→ Set problem
Rewrite the items from the start through the line containing "[215, 2, 224, 83]", swapping "bounding box" for "bounding rectangle" and changing nothing else. Leave the pictures out of your answer.

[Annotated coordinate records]
--- --- ---
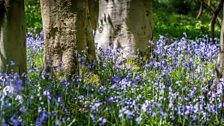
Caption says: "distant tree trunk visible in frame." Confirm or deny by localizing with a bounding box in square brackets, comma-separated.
[196, 0, 204, 19]
[216, 2, 224, 83]
[40, 0, 95, 77]
[95, 0, 153, 58]
[0, 0, 26, 75]
[211, 0, 223, 44]
[88, 0, 99, 31]
[208, 0, 211, 6]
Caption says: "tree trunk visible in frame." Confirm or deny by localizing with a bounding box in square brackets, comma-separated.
[211, 0, 223, 44]
[0, 0, 26, 75]
[88, 0, 99, 31]
[196, 0, 204, 19]
[95, 0, 153, 58]
[40, 0, 95, 76]
[215, 2, 224, 83]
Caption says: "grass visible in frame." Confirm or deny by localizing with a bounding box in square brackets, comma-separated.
[0, 2, 224, 126]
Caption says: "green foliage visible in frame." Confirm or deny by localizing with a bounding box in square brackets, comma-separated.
[25, 0, 42, 34]
[154, 9, 220, 39]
--- --- ---
→ Answer for the task
Caption says: "distant tree trunk visible in frame." Confirm or deny by localizing with a bounding rectangle in square brackets, comma-separated.
[196, 0, 204, 19]
[216, 2, 224, 83]
[40, 0, 95, 77]
[95, 0, 153, 58]
[0, 0, 26, 75]
[211, 0, 223, 44]
[88, 0, 99, 31]
[208, 0, 211, 6]
Caption says: "tree trunk visible in frame." Confirm or deny by localizing with a bounding rectangle in square brackets, comma-separated.
[211, 0, 223, 44]
[0, 0, 26, 75]
[88, 0, 99, 31]
[196, 0, 204, 19]
[95, 0, 153, 58]
[40, 0, 95, 76]
[215, 2, 224, 83]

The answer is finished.